THE DATA
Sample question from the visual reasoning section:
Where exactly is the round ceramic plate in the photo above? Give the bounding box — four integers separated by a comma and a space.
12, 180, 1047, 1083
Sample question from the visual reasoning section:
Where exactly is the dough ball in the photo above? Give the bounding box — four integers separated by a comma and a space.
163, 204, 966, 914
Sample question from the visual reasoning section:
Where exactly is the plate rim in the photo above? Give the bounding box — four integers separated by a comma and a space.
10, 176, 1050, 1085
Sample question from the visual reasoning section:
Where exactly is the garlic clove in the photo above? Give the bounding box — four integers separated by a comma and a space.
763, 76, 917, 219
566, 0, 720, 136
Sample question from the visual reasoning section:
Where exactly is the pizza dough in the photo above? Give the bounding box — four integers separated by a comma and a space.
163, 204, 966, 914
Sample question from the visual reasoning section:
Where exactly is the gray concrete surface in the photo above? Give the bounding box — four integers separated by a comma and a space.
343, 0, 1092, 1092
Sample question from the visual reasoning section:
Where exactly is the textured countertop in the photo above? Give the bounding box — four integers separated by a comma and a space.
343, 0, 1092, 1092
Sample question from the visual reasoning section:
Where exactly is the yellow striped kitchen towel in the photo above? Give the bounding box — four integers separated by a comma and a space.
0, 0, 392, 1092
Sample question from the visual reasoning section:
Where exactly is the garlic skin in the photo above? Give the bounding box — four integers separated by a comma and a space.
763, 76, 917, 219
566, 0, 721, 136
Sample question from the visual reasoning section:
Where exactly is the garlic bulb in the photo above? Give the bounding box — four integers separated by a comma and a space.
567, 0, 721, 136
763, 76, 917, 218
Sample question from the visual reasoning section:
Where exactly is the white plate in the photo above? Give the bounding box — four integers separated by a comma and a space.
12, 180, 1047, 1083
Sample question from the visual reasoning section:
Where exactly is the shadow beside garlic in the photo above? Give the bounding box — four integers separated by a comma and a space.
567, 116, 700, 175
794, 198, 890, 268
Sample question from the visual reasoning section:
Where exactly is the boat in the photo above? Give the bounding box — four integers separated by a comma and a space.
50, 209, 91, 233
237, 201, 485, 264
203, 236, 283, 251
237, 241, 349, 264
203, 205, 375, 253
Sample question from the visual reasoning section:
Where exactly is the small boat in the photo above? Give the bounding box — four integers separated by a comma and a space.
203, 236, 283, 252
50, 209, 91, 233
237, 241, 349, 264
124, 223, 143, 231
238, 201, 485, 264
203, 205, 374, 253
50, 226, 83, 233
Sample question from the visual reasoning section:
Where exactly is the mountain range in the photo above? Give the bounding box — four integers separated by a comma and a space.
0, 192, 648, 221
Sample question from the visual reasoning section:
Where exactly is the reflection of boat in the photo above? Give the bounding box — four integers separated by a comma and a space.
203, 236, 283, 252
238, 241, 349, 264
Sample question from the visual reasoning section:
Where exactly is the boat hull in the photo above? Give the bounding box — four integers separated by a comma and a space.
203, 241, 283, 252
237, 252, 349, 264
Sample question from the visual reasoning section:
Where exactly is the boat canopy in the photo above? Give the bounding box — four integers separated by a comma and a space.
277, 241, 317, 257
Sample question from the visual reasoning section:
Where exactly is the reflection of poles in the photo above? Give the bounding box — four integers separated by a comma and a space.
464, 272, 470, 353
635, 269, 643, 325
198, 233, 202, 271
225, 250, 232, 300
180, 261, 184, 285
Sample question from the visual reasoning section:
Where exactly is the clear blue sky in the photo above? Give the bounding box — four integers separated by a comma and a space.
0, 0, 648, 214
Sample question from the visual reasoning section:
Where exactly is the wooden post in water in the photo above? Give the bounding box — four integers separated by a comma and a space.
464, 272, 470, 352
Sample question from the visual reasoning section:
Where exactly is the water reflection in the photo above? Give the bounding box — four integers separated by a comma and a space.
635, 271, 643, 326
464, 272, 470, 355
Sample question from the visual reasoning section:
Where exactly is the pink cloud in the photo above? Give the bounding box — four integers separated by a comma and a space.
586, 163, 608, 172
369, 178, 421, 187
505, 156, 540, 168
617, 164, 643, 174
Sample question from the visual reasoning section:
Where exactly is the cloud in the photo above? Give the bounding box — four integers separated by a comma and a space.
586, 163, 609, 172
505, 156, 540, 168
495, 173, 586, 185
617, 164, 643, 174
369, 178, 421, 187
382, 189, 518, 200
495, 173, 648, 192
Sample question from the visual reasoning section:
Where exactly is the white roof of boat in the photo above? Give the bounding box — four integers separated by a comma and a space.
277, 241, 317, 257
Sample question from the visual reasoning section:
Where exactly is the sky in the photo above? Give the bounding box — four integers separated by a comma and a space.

WHAT IS NEEDED
Count the lines in the records above that contain the word "cloud", treating uppercase and lowercase as different. Give only the number.

OUTPUT OF THE TASK
2